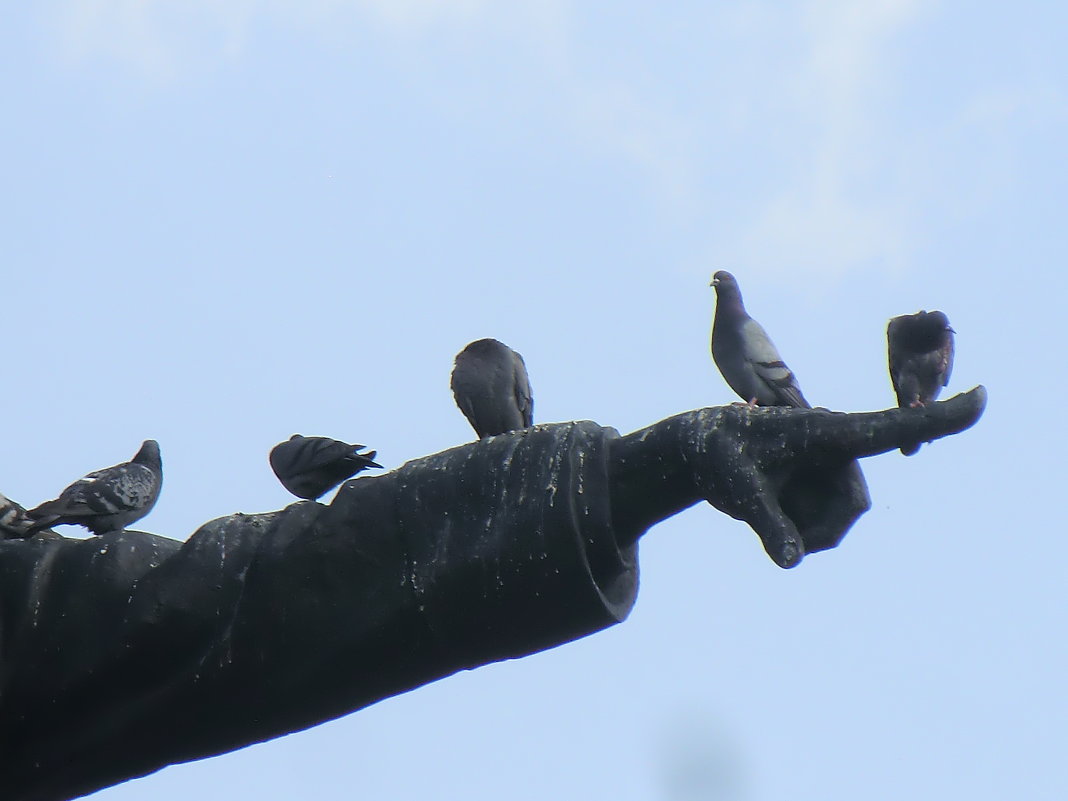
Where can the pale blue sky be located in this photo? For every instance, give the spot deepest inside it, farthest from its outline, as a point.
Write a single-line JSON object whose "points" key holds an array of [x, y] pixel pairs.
{"points": [[250, 218]]}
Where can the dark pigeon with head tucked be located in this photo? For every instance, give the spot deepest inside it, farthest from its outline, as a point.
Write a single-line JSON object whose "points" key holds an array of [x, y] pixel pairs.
{"points": [[107, 500], [309, 467], [920, 347], [745, 355], [14, 520], [491, 388]]}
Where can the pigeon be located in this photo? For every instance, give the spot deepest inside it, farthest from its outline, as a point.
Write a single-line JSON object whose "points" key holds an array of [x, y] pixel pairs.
{"points": [[14, 521], [107, 500], [309, 467], [490, 386], [745, 355], [920, 347]]}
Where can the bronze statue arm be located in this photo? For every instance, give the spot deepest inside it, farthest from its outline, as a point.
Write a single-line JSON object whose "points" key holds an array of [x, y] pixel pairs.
{"points": [[789, 473]]}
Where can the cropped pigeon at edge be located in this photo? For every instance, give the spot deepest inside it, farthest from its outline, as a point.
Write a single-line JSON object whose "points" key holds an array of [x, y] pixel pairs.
{"points": [[920, 348], [491, 388], [310, 467], [107, 500], [744, 354]]}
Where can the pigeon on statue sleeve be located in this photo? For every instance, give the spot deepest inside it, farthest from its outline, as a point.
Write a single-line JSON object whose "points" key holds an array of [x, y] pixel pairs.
{"points": [[920, 348], [310, 467], [14, 520], [491, 388], [107, 500], [744, 354]]}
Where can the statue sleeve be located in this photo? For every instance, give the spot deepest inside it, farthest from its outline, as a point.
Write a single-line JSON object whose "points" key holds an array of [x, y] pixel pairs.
{"points": [[127, 653]]}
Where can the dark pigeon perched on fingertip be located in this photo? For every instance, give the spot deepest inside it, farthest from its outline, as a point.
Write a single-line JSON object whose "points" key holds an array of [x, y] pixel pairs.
{"points": [[310, 467], [491, 388], [744, 354], [920, 349], [107, 500]]}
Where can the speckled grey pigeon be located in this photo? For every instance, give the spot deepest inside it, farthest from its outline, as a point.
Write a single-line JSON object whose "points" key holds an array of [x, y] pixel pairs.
{"points": [[745, 355], [490, 386], [920, 348], [309, 467], [107, 500]]}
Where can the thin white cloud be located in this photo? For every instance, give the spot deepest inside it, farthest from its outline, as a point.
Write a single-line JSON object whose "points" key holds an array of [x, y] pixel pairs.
{"points": [[828, 214]]}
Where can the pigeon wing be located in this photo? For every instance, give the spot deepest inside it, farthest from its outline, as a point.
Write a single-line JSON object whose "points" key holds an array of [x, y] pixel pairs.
{"points": [[763, 357], [524, 396]]}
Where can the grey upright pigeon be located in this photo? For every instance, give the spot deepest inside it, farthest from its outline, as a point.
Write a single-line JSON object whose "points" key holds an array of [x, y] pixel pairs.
{"points": [[107, 500], [309, 467], [745, 355], [490, 386], [920, 347]]}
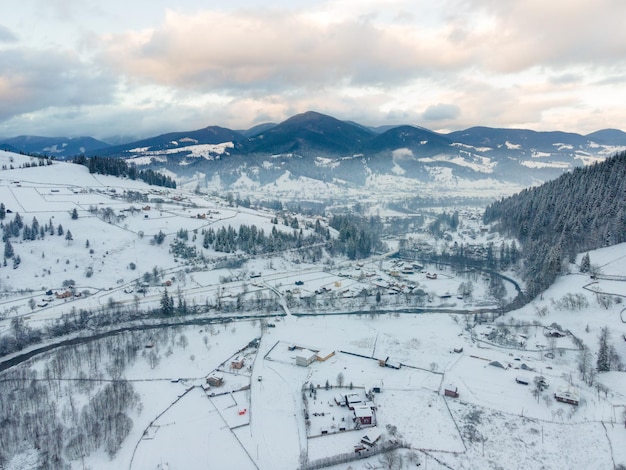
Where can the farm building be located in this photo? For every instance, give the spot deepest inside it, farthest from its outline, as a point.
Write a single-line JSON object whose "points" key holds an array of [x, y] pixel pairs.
{"points": [[352, 399], [567, 395], [305, 357], [237, 363], [215, 380], [363, 415], [372, 436], [389, 363], [325, 355]]}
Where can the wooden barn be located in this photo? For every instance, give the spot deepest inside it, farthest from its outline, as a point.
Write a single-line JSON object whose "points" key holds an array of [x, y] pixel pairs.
{"points": [[363, 415], [305, 357], [237, 363], [215, 380], [451, 391], [567, 395]]}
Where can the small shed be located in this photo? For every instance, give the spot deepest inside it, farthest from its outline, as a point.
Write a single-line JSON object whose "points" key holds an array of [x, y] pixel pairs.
{"points": [[353, 399], [215, 380], [567, 395], [451, 391], [305, 357], [364, 415], [373, 435], [237, 363], [324, 355]]}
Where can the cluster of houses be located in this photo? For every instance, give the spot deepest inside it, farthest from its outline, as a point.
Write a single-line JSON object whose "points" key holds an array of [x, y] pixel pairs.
{"points": [[305, 357], [363, 410]]}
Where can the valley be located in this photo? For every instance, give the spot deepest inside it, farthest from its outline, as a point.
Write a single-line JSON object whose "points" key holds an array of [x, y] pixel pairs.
{"points": [[171, 322]]}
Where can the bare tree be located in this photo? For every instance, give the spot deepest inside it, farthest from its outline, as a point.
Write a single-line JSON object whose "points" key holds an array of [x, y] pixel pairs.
{"points": [[340, 379]]}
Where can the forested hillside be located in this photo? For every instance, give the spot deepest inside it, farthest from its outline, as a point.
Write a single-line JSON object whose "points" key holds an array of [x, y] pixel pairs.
{"points": [[580, 211]]}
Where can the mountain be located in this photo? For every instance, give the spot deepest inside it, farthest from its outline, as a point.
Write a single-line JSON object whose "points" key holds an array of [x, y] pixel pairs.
{"points": [[173, 141], [60, 147], [306, 133], [421, 141], [608, 137], [325, 150], [526, 139], [257, 129]]}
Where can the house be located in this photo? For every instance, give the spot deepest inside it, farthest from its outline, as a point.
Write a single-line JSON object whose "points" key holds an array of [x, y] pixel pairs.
{"points": [[352, 399], [567, 395], [363, 415], [305, 357], [372, 436], [451, 391], [215, 380], [325, 355], [389, 363], [237, 363]]}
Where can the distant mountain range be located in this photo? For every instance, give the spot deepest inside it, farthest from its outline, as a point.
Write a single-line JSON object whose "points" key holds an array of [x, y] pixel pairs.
{"points": [[320, 147]]}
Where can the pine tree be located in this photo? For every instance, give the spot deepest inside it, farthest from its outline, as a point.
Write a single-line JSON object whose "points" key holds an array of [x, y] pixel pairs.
{"points": [[167, 304], [8, 249], [604, 358], [585, 263]]}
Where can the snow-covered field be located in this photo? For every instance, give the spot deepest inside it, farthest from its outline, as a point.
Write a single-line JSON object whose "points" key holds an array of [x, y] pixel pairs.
{"points": [[273, 413]]}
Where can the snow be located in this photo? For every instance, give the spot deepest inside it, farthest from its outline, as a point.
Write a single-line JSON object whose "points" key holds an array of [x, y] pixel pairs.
{"points": [[249, 423]]}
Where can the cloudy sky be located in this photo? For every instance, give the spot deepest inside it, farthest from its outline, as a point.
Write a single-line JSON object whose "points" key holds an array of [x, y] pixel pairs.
{"points": [[137, 68]]}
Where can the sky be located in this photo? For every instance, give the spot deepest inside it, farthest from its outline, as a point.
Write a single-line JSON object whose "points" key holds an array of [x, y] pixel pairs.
{"points": [[126, 69]]}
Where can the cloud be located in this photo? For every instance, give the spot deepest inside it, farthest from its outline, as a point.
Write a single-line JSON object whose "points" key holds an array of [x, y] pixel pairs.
{"points": [[274, 49], [6, 35], [31, 80], [441, 111]]}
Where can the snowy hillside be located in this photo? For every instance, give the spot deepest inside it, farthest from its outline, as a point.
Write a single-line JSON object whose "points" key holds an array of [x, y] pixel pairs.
{"points": [[291, 358]]}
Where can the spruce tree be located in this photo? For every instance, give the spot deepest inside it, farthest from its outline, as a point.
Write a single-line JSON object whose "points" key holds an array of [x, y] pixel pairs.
{"points": [[604, 358]]}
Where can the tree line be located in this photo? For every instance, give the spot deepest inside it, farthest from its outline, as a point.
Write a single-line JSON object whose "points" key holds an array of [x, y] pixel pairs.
{"points": [[579, 211], [118, 167]]}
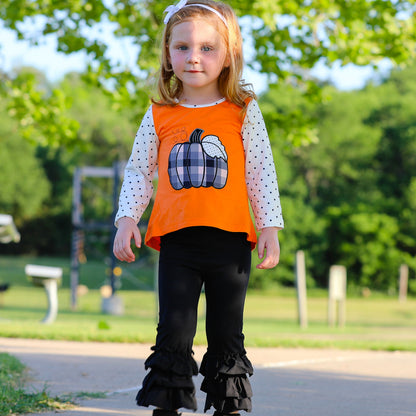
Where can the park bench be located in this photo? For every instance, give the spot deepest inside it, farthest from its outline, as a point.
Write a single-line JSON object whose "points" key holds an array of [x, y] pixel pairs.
{"points": [[48, 278]]}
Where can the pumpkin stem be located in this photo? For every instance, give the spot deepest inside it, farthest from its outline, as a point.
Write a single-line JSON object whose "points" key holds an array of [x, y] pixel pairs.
{"points": [[196, 136]]}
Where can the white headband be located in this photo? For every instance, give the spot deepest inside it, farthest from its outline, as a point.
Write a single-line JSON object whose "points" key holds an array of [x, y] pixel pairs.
{"points": [[171, 10]]}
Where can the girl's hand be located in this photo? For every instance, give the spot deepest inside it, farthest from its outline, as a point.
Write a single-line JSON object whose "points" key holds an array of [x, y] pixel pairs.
{"points": [[127, 230], [269, 242]]}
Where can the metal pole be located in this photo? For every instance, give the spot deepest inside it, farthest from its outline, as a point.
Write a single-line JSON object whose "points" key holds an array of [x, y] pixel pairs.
{"points": [[76, 236], [301, 288]]}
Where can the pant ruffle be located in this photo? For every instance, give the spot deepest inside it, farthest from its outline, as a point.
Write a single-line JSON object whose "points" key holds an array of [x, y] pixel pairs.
{"points": [[169, 383], [226, 383]]}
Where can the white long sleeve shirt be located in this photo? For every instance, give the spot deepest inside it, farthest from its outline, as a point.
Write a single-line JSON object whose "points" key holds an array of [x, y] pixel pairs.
{"points": [[260, 173]]}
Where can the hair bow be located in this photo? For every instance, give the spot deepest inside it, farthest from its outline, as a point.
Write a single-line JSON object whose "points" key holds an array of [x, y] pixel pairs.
{"points": [[172, 9]]}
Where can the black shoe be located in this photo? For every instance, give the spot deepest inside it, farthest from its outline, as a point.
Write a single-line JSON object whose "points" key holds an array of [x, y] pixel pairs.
{"points": [[163, 412]]}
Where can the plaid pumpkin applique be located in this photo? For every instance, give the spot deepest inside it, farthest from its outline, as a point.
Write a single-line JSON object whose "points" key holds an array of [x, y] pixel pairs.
{"points": [[198, 162]]}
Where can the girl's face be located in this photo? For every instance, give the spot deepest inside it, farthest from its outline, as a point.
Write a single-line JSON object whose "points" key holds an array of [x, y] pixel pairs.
{"points": [[197, 54]]}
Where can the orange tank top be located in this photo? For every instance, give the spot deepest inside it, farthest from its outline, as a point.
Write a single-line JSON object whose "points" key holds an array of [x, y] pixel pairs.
{"points": [[201, 168]]}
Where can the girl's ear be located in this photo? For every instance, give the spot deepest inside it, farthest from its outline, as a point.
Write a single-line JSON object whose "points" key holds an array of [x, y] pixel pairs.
{"points": [[227, 61]]}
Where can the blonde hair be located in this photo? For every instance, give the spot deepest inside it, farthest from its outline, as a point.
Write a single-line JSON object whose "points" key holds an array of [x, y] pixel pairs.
{"points": [[230, 83]]}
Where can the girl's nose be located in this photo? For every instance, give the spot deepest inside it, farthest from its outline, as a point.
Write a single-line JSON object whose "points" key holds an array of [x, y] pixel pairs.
{"points": [[192, 58]]}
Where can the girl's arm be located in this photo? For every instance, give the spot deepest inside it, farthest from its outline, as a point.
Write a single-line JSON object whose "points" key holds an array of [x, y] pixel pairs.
{"points": [[137, 188], [262, 186]]}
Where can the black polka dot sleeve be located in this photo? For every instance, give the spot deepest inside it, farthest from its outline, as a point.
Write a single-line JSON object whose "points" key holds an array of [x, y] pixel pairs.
{"points": [[261, 177], [137, 187]]}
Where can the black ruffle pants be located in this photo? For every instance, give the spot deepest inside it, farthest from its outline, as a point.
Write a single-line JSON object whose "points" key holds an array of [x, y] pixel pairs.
{"points": [[220, 261]]}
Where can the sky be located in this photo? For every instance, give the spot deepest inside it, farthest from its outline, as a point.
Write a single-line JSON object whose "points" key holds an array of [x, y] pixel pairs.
{"points": [[16, 53]]}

-------------------------

*Your objective*. Reproduce only the lines running from the one with "Where can the black ruffle" through the final line of the listing above, both ends included.

*Answer to the problem*.
Where can the black ruffle pants be located in this photo? For every instance, give the spot deepest inside it, farthest from its outline, as a point.
Write a single-line JSON object whose "points" key holds an array of [x, y] pixel pairs.
{"points": [[220, 261]]}
Where can the sky be located in this photo? For every instance, give the spot deepest inside it, farthest from its outline, as a point.
Write a single-line JSON object whose "points" key holds an array of [x, y] pixel pairs.
{"points": [[16, 53]]}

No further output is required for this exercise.